[Records contained in a dataset]
━━━━
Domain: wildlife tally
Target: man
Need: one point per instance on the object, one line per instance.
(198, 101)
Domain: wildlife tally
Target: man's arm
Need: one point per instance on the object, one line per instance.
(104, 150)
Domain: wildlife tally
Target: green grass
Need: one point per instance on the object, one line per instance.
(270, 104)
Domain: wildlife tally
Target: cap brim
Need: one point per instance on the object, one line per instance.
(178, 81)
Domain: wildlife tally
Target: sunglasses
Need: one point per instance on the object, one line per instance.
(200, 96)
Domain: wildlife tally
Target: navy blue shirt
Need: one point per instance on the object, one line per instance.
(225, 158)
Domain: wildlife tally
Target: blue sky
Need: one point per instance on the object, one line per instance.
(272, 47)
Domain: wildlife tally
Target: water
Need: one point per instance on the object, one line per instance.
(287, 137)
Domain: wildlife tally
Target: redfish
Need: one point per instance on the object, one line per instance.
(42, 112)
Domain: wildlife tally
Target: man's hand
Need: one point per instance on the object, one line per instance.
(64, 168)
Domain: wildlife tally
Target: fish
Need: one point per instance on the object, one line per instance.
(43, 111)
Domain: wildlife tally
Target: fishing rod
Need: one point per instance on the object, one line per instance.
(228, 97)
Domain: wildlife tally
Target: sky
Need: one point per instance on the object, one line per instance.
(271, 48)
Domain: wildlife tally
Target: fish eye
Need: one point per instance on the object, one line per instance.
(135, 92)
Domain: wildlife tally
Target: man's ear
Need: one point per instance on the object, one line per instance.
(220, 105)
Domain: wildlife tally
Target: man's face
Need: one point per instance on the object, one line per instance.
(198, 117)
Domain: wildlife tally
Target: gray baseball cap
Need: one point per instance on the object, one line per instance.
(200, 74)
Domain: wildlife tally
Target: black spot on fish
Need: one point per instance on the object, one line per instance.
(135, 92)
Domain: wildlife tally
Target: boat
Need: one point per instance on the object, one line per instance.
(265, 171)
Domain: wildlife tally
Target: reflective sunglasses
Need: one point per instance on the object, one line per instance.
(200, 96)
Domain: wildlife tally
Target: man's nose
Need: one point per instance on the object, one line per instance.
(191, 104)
━━━━
EXERCISE
An exact transcript of all the records is the expected result.

REPLY TO THE TASK
Domain: wildlife tally
Target: man
Need: one point per instance on the object, one line per instance.
(198, 101)
Domain: wildlife tally
Target: man's arm
Need: one point per instance on the object, one line per instance.
(104, 150)
Domain: wildlife tally
Target: green grass
Need: one point per instance on the object, one line per instance.
(270, 104)
Domain: wildlife tally
Target: cap brim
Need: one point per instance on the object, one line per instance.
(178, 81)
Domain: wildlife tally
Target: sunglasses
Need: one point per instance on the object, one line per instance.
(200, 96)
Domain: wildlife tally
Target: navy blue shirt
Need: one point per instance on the object, one line per instance.
(225, 158)
Domain: wildlife tally
Target: blue sky
Need: one point per instance on the object, one line per instance.
(272, 47)
Domain: wildlife tally
Target: water
Need: one point per instance on the object, one line per instance.
(287, 137)
Domain: wildlife tally
Target: redfish
Need: one point per instance on the object, one line per instance.
(42, 112)
Domain: wildlife tally
Target: man's hand
Need: one point per instance on the object, one line per instance.
(64, 168)
Domain: wildlife tally
Target: fish
Need: one point per instance on the object, one line per instance.
(43, 111)
Domain: wildlife tally
Target: fishing rod
Need: one point per instance on the object, one line per instance.
(228, 97)
Domain: wildlife tally
Target: sky
Need: one point per instance on the object, one line per instance.
(271, 48)
Domain: wildlife tally
Target: fish eye
Need: one point per instance on the object, one line per instance.
(135, 92)
Domain: wildlife tally
Target: man's ear
Need: one point per instance on the object, one line per instance.
(220, 105)
Domain: wildlife tally
Target: man's face
Need: one point per instance on the object, one line per instance.
(198, 117)
Domain: wildlife tally
Target: gray baseball cap
Need: one point per instance on the object, one line per instance.
(200, 74)
Domain: wildlife tally
Target: black spot on fish
Need: one point per instance on the object, one line per instance.
(135, 92)
Domain: wildlife tally
Target: boat
Need: one point per instance on the object, one line per instance.
(265, 171)
Domain: wildlife tally
Target: reflective sunglasses
Need: one point per instance on the object, one line per instance.
(200, 96)
Domain: wildlife tally
Target: man's nose
Need: one point per instance on the object, one line per instance.
(191, 104)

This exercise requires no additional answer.